┌─ SELECTED EXTRACT

16 July 2012
I. “Wood Line” (2011) at the Presidio
II. “Spire” (2008) at the Presidio
III. “Drawn Stone” (2005) at the de Young Museum
Let me know which is your favorite.
One of my favorite contemporary artists is Andy Goldsworthy, a Brit who is known for ephemeral land art. He’s been creating site-specific environmental works since the 1970s, and he has never strayed from his artistic mission: the dark and light side of the precarious relationship between nature and human nature.
For over thirty years his sculptures (moving or stilled) have revealed themes of change and time: the life cycle in its most dramatic and mesmerizing. But he also portrays the tension that exists between art and society.
Goldsworthy’s work has dignity–a reverence for the natural world. He is a quiet man with a mission that has altered the way others see the landscape and their relationship to it. Slowly, his work has spread worldwide and his devotees have grown exponentially.

└─
┌─ SUPPLIED MATERIAL

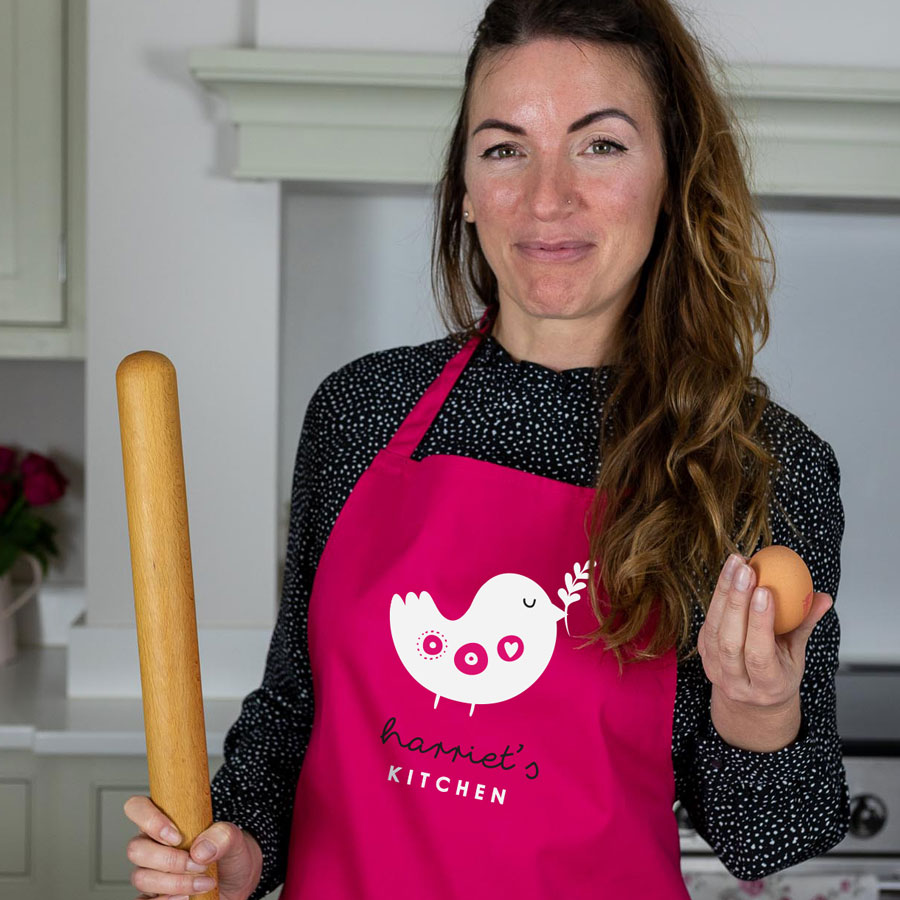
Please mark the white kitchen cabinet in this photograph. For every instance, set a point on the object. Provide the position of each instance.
(63, 832)
(66, 768)
(42, 63)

└─

*STATED EXERCISE A:* Rewrite the paragraph of the Andy Goldsworthy post that begins "One of my favorite contemporary artists" as a short bulleted list that keeps its main facts.
*STATED EXERCISE B:* Name every work listed at the top of the Andy Goldsworthy post, with its year and where it is located.

*ANSWER A:*
- Andy Goldsworthy, a British artist known for ephemeral land art, is one of the writer's favorite contemporary artists.
- He has made site-specific environmental works since the 1970s.
- He has kept to one artistic mission: the dark and light sides of the precarious relationship between nature and human nature.

*ANSWER B:*
- "Wood Line" (2011), at the Presidio
- "Spire" (2008), at the Presidio
- "Drawn Stone" (2005), at the de Young Museum